Requirements: Return the records unchanged, from the line holding "arch --coords pixels" through the line holding "[[[137,80],[136,79],[132,80],[132,86],[133,90],[137,90]]]", both of those lines included.

Extracted material:
--- --- ---

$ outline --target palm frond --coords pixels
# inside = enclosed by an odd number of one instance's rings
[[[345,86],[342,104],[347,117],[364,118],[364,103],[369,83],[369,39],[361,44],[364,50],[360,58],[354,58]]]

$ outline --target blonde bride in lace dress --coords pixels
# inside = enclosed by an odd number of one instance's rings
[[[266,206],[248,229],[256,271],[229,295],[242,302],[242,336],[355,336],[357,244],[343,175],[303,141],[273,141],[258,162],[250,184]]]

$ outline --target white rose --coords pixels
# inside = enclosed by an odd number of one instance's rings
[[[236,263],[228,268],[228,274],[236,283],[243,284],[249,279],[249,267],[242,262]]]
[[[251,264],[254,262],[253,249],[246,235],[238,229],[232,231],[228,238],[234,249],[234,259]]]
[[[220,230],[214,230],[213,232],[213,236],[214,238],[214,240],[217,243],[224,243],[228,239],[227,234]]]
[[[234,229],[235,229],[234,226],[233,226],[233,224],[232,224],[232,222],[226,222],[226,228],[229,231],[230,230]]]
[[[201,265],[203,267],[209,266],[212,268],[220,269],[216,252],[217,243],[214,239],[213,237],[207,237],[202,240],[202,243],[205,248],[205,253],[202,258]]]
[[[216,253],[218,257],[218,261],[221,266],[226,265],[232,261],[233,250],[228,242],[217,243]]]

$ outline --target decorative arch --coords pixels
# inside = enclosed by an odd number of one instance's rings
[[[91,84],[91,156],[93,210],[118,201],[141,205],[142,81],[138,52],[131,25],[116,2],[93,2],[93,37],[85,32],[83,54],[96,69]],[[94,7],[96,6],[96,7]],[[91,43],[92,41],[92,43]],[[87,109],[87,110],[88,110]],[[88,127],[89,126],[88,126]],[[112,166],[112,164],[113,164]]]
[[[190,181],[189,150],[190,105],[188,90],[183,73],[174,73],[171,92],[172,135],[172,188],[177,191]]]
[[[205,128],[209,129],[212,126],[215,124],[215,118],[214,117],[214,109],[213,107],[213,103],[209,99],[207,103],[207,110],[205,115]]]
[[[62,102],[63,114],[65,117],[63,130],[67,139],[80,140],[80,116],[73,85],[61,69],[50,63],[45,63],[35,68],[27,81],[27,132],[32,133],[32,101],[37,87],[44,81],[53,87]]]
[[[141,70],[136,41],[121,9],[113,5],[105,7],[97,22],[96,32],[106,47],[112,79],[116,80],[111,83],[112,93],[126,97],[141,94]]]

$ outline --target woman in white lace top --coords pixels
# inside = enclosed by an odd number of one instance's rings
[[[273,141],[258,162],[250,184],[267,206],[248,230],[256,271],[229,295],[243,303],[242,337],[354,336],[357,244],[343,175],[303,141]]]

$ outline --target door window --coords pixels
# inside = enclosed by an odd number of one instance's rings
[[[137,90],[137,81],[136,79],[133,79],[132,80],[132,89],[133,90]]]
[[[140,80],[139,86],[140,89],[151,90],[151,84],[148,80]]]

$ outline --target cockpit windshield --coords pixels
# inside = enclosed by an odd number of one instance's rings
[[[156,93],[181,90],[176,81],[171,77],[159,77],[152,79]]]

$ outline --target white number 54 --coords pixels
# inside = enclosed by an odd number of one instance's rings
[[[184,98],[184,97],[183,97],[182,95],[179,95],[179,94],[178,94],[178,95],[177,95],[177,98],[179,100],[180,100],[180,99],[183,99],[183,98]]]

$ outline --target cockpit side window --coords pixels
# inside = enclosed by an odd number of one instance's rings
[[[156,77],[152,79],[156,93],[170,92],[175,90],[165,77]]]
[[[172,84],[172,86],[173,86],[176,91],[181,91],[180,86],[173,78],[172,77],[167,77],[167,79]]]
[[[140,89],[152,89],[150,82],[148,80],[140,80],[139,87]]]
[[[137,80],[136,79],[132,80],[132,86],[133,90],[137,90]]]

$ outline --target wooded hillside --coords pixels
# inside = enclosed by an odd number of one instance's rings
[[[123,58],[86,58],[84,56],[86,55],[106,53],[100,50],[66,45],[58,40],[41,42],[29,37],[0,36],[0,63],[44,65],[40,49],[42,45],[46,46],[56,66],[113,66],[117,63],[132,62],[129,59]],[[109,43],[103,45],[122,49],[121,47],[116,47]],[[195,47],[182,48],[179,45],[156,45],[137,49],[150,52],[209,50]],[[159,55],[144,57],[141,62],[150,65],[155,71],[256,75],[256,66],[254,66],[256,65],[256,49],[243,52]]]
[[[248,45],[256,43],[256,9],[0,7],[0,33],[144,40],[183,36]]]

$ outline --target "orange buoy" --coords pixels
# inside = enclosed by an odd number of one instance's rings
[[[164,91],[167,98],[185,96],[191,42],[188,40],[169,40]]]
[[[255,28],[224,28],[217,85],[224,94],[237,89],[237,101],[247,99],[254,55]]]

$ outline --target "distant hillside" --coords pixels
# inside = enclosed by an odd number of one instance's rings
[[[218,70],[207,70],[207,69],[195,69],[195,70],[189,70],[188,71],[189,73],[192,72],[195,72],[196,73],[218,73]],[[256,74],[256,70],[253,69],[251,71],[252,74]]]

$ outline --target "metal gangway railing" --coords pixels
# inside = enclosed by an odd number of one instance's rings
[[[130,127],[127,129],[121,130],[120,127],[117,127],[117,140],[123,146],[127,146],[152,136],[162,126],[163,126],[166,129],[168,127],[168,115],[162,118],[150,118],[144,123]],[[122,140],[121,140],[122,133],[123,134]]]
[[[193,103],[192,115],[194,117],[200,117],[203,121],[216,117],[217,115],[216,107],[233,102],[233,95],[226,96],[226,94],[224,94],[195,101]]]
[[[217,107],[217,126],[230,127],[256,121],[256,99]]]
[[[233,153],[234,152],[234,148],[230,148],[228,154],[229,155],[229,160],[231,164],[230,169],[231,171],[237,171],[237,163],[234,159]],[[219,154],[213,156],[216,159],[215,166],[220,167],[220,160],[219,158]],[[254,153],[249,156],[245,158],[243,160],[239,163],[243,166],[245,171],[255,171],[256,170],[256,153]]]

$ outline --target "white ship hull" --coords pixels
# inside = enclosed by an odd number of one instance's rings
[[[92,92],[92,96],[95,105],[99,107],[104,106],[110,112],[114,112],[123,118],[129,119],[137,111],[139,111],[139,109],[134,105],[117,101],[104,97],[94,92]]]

--- --- ---

Exercise response:
$ outline --target decorative arch --coords pixels
# inside = enclosed by an odd number of one instance's rings
[[[91,84],[91,156],[93,210],[118,201],[141,205],[142,81],[138,52],[131,25],[116,2],[93,2],[93,37],[85,32],[83,54],[96,69]],[[94,7],[96,6],[96,7]],[[91,43],[92,41],[92,43]],[[87,109],[87,110],[88,110]],[[88,127],[89,126],[88,126]],[[112,166],[112,164],[113,164]]]
[[[190,181],[189,150],[190,105],[188,90],[183,73],[174,73],[171,92],[172,135],[172,188],[177,191]]]
[[[205,128],[209,129],[212,126],[215,124],[215,118],[214,117],[214,109],[213,107],[213,103],[209,99],[207,103],[207,110],[205,115]]]
[[[62,102],[63,114],[65,117],[63,130],[67,139],[80,140],[80,116],[73,85],[61,69],[50,63],[45,63],[35,68],[27,81],[27,132],[32,133],[32,101],[37,87],[44,81],[53,87]]]
[[[141,70],[136,41],[121,9],[113,5],[105,7],[97,22],[96,32],[106,47],[112,79],[116,80],[111,83],[112,93],[126,97],[141,94]]]

$ outline --target woman in white lace top --coords pixels
# inside = enclosed by an odd number of one instance's rings
[[[273,141],[258,162],[250,184],[267,206],[248,230],[256,271],[229,295],[243,303],[242,337],[354,336],[357,244],[343,175],[303,141]]]

$ outline --target door window --coords pixels
# inside = enclosed by an odd number of one instance's rings
[[[137,90],[137,81],[136,79],[133,79],[132,80],[132,89],[133,90]]]
[[[140,80],[139,86],[140,89],[151,90],[151,84],[148,80]]]

$ outline --target cockpit windshield --coords pixels
# inside = enclosed by an odd number of one instance's rings
[[[156,93],[181,90],[176,81],[171,77],[159,77],[152,79]]]

$ outline --target white number 54 --coords pixels
# inside = enclosed by an odd number of one instance's rings
[[[184,98],[184,97],[183,97],[182,95],[179,95],[179,94],[178,94],[178,95],[177,95],[177,98],[179,100],[180,100],[180,99],[183,99],[183,98]]]

$ outline --target cockpit side window --coords pixels
# inside = enclosed by an odd number of one instance's rings
[[[156,77],[152,79],[156,93],[170,92],[175,90],[165,77]]]
[[[172,84],[172,86],[173,86],[176,91],[181,91],[180,86],[173,78],[172,77],[167,77],[167,79]]]
[[[140,89],[152,89],[150,82],[148,80],[140,80],[139,87]]]
[[[137,80],[136,79],[132,80],[132,86],[133,90],[137,90]]]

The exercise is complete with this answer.